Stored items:
════════

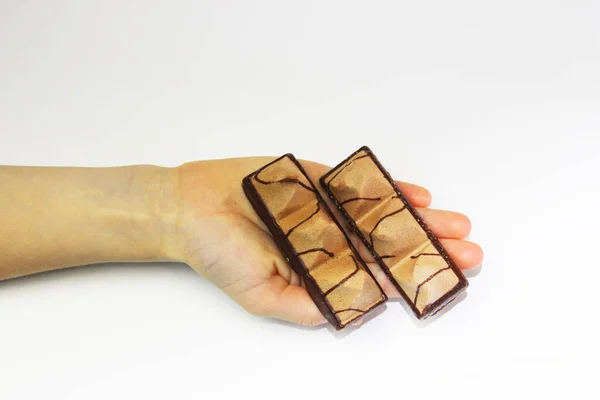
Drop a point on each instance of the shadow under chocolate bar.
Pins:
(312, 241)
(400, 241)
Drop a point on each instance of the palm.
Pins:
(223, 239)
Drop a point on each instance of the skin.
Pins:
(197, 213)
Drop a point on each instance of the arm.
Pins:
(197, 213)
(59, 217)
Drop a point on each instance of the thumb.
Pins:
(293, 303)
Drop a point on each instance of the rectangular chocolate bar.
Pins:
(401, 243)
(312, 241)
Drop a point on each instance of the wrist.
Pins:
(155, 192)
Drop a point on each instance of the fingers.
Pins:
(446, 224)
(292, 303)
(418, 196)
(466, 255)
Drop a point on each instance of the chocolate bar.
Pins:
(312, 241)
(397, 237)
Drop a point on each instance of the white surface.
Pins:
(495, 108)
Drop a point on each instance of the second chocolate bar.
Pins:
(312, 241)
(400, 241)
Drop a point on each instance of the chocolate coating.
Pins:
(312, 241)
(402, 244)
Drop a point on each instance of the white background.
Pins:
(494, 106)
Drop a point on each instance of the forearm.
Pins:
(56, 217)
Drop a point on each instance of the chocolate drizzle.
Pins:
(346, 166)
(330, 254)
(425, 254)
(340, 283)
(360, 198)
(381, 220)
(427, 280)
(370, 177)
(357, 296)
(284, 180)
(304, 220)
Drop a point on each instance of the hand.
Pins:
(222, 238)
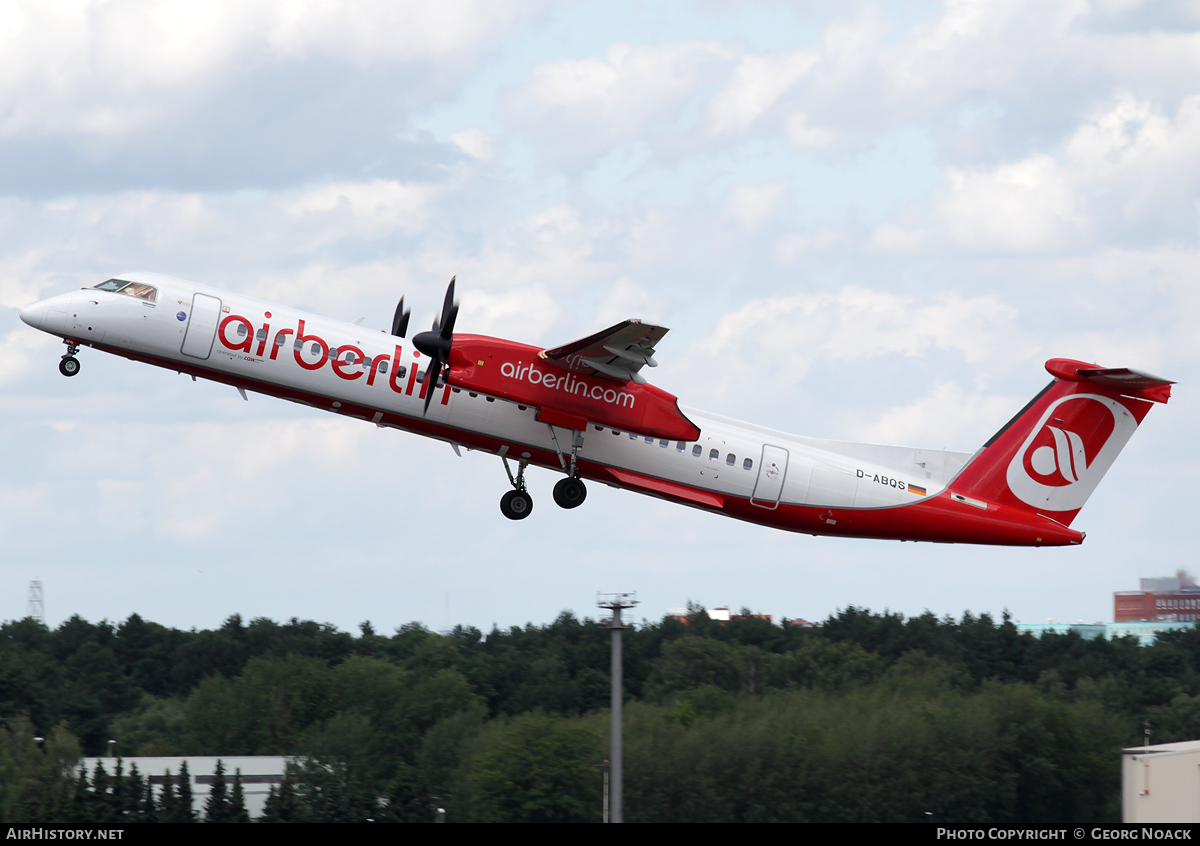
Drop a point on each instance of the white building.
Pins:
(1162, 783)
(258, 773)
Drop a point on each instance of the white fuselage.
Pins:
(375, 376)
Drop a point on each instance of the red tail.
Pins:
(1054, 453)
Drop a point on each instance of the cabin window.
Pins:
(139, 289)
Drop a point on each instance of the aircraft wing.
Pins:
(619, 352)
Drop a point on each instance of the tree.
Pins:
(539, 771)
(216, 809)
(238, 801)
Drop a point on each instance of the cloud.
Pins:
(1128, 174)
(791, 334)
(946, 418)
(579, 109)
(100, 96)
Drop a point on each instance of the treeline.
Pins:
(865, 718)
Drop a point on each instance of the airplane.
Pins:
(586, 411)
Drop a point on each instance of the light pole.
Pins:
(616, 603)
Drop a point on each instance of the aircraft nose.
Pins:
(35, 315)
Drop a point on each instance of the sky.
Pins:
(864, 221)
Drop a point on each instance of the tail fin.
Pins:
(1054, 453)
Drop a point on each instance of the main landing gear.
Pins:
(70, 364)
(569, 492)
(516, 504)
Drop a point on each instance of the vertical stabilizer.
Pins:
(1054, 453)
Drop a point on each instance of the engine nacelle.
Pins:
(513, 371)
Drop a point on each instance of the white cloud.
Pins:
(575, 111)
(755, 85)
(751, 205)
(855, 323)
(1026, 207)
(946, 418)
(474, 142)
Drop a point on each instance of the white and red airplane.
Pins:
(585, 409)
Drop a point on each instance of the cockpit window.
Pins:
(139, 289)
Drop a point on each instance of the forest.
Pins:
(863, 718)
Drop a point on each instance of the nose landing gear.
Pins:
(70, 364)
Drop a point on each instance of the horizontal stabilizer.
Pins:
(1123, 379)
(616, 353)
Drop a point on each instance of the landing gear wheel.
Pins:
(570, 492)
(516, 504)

════════

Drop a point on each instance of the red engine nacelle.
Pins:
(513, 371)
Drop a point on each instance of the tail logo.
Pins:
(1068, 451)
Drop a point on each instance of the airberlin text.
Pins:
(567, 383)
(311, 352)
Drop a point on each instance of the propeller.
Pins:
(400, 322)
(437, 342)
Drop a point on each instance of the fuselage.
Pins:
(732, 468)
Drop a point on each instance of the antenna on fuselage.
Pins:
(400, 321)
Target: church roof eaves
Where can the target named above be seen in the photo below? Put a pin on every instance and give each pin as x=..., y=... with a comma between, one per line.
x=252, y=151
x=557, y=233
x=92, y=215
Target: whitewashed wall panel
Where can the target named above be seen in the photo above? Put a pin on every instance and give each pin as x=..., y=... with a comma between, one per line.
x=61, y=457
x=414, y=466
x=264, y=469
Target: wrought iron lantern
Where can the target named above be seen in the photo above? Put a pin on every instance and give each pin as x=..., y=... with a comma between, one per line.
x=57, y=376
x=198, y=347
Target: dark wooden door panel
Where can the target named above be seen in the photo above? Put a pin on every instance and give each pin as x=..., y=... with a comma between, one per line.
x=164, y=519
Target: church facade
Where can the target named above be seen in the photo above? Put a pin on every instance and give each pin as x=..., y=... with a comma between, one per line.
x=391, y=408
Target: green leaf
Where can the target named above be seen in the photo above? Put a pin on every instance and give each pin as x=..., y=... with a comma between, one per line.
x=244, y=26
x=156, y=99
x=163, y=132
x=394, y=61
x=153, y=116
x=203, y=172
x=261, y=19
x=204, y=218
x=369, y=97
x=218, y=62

════════

● **GOAL**
Rewrite the part of the records that opens with the line containing "Target: church roof eaves" and closes with the line containing "x=391, y=408", both lines included, as a JSON list of strings with one string per line and blank lines omitted.

● **RESULT OF THE TASK**
[
  "Target: church roof eaves",
  "Where can the target named above be seen in the photo below? Put a pin on every instance and give each pin as x=..., y=... with a comma between, one per line.",
  "x=252, y=151",
  "x=557, y=233",
  "x=92, y=215",
  "Target: whitewashed wall panel",
  "Where can the target named above be seen in the photo above? Put a pin on every instance and give each pin as x=..., y=... with a comma between, one per line.",
  "x=61, y=457",
  "x=414, y=466",
  "x=264, y=469",
  "Target: wrought iron lantern",
  "Where can the target named above be seen in the photo above? Put a pin on every instance and give each pin as x=..., y=... with a comma between, one per line.",
  "x=57, y=376",
  "x=198, y=347",
  "Target: dark wooden door panel",
  "Where can the target named above be seen in the photo above? Put a pin on every instance and give each pin as x=..., y=... with a comma between, one per line.",
  "x=164, y=519",
  "Target: church facade",
  "Where can the target named above be seen in the photo above? Put a pin on every instance and give each pin as x=..., y=... with a comma between, one per line.",
  "x=391, y=408"
]